Extracted records
>>>>>
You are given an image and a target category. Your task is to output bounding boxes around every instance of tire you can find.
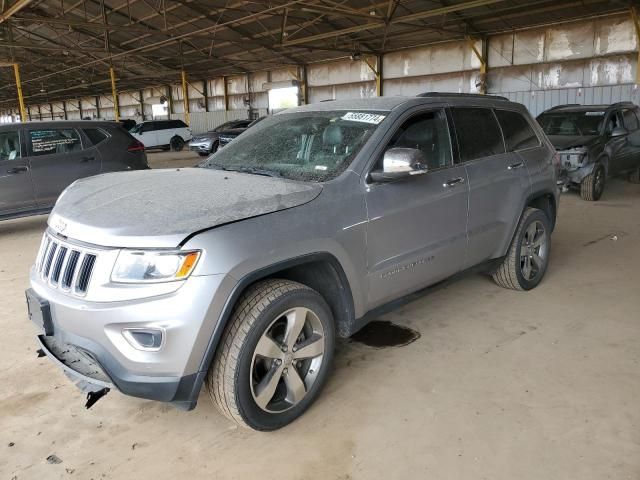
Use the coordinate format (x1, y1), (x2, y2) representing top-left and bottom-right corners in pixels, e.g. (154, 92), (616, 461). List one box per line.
(492, 208), (551, 290)
(580, 163), (607, 202)
(169, 135), (184, 152)
(207, 279), (335, 431)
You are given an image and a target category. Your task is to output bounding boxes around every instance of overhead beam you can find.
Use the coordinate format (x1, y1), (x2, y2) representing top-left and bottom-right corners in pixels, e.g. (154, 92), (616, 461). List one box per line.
(282, 0), (506, 46)
(0, 0), (32, 23)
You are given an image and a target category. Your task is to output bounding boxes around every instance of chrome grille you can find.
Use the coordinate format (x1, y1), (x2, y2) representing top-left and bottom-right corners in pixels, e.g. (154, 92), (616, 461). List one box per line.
(36, 233), (97, 296)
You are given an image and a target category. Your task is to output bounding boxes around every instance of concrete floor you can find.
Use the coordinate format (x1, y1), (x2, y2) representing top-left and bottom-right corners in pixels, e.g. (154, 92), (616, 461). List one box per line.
(0, 154), (640, 480)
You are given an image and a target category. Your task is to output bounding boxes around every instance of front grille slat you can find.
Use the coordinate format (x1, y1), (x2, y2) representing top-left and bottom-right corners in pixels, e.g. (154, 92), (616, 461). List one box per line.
(76, 254), (96, 293)
(42, 242), (58, 278)
(35, 233), (98, 296)
(61, 250), (80, 289)
(51, 246), (68, 284)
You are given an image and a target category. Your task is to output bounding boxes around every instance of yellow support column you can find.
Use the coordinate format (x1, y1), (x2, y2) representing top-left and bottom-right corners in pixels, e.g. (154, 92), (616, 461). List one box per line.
(182, 70), (189, 125)
(109, 67), (120, 122)
(13, 63), (27, 122)
(631, 7), (640, 85)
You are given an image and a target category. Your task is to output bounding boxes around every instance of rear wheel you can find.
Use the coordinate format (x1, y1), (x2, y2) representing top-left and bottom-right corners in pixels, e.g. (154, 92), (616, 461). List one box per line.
(169, 135), (184, 152)
(580, 163), (606, 202)
(207, 279), (335, 430)
(492, 208), (551, 290)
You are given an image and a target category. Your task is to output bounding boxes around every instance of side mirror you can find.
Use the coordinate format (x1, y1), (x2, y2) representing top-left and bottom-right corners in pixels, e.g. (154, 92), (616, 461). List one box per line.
(370, 148), (427, 182)
(611, 127), (629, 137)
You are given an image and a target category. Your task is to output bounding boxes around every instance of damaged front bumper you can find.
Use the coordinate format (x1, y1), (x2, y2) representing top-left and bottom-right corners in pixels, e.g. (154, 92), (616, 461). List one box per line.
(37, 335), (115, 408)
(558, 148), (595, 187)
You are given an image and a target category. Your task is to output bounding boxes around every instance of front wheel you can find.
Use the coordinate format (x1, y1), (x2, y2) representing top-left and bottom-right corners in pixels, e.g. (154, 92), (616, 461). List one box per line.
(169, 135), (184, 152)
(207, 279), (335, 431)
(580, 163), (607, 202)
(492, 208), (551, 290)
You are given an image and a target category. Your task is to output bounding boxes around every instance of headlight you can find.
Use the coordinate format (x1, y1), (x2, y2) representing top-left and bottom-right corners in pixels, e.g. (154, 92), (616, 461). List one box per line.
(111, 250), (200, 283)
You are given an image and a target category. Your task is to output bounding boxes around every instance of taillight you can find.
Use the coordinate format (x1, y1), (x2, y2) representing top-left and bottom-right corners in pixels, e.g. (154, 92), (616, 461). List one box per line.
(127, 140), (144, 152)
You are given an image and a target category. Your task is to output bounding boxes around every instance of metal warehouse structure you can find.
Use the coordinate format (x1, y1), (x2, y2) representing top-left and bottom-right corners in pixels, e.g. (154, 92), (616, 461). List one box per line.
(0, 0), (639, 132)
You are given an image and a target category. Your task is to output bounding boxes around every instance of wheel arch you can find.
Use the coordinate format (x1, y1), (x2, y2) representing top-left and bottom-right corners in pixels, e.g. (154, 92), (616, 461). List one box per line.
(185, 252), (355, 410)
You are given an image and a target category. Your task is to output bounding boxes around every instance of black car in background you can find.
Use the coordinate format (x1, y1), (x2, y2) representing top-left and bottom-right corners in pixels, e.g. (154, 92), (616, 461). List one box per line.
(0, 120), (149, 220)
(537, 102), (640, 201)
(218, 116), (267, 148)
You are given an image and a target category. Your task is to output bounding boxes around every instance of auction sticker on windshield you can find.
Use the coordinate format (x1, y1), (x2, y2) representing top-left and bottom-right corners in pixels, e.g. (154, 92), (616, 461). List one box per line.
(342, 112), (385, 125)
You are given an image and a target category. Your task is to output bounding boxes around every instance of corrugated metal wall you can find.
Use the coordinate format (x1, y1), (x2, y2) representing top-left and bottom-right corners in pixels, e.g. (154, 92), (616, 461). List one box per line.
(496, 84), (640, 116)
(5, 14), (640, 124)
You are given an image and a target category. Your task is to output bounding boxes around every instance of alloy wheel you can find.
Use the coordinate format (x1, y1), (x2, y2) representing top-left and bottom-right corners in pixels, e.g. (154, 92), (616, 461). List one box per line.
(520, 220), (549, 280)
(249, 307), (325, 413)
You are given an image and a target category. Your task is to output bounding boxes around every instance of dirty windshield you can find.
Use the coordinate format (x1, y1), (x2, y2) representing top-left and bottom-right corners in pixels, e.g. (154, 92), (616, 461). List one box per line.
(538, 110), (604, 136)
(200, 111), (385, 182)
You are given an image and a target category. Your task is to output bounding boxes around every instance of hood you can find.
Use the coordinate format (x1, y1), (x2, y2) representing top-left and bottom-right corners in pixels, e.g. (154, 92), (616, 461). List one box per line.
(48, 168), (322, 248)
(218, 127), (247, 137)
(191, 132), (218, 140)
(549, 135), (599, 150)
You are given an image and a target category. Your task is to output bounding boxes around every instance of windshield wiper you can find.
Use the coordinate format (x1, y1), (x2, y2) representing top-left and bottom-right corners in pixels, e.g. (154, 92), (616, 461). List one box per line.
(221, 167), (282, 177)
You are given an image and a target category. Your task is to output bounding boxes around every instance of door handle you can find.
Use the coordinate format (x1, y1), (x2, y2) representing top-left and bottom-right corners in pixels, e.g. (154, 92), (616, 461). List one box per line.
(442, 177), (464, 188)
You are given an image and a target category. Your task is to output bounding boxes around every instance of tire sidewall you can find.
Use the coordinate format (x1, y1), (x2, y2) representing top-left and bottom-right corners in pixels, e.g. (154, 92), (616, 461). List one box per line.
(169, 136), (184, 152)
(515, 210), (551, 290)
(233, 289), (335, 431)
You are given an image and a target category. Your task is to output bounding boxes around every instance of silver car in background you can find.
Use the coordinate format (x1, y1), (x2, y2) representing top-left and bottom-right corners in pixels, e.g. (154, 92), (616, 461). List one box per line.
(27, 93), (558, 430)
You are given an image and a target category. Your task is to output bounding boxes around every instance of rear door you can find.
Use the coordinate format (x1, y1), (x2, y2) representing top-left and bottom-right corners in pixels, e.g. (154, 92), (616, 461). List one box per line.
(0, 127), (36, 215)
(27, 126), (100, 208)
(451, 107), (531, 268)
(618, 108), (640, 171)
(136, 122), (162, 147)
(365, 109), (468, 308)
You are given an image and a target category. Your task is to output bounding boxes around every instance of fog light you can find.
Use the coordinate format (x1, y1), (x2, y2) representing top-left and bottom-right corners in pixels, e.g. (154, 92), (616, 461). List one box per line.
(122, 328), (164, 351)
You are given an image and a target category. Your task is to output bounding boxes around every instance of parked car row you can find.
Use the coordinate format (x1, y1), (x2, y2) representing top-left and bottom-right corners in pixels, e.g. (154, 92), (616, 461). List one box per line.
(0, 121), (149, 219)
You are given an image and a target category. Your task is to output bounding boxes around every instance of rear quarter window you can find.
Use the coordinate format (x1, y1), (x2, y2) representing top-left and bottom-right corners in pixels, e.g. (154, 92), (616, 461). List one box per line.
(451, 107), (505, 162)
(495, 110), (540, 152)
(29, 128), (82, 156)
(84, 128), (109, 145)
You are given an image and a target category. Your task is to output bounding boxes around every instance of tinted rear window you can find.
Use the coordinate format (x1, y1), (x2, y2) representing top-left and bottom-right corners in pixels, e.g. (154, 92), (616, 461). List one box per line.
(84, 128), (108, 145)
(451, 108), (505, 162)
(495, 110), (540, 152)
<<<<<
Copy the records line for line from the beginning through the line containing "(51, 246), (68, 284)", including that line. Omit the pictures.

=== RESPONSE ===
You are given an image and a target category. Your task is to output bounding boxes around every instance of tire you can find.
Use the coordinate format (x1, y1), (x2, y2) representing top-left and bottom-right corners in pixels, e.g. (154, 92), (616, 461). List one box per line.
(492, 208), (551, 290)
(580, 163), (607, 202)
(169, 135), (184, 152)
(207, 279), (335, 431)
You are given an image and a target category. Your task is to output bounding boxes around every instance of overhead beam you can find.
Use the coordinate format (x1, y1), (x2, y2) representing top-left and bottom-right corners in pixels, e.g. (154, 92), (616, 461). List one box per line.
(282, 0), (506, 46)
(0, 0), (32, 23)
You are given an image and a target category. Your task is to output bounding boxes around every instance of chrome grille you can find.
Use the coordinate format (x1, y1), (x2, y2) representing top-left and bottom-right corners in pixels, e.g. (154, 92), (616, 461). List one box per line.
(36, 233), (97, 296)
You are given an image and a target category. Your task is to output bounding boxes around every instance of concrete floor you can find.
Use the coordinate format (x1, y1), (x2, y2) representing top-left and bottom-right corners in pixels, e.g. (154, 92), (616, 461). List one box per line.
(0, 154), (640, 480)
You are given an image and a target category. Your task is to output bounding boxes around every instance of front grille slat you can find.
Use the coordinate format (x1, y1), (x2, y2) representing top-left and bottom-right corners in pixels, e.g. (154, 92), (616, 461). List one box per line.
(76, 254), (96, 293)
(42, 242), (58, 278)
(35, 233), (98, 296)
(61, 250), (80, 289)
(51, 246), (68, 284)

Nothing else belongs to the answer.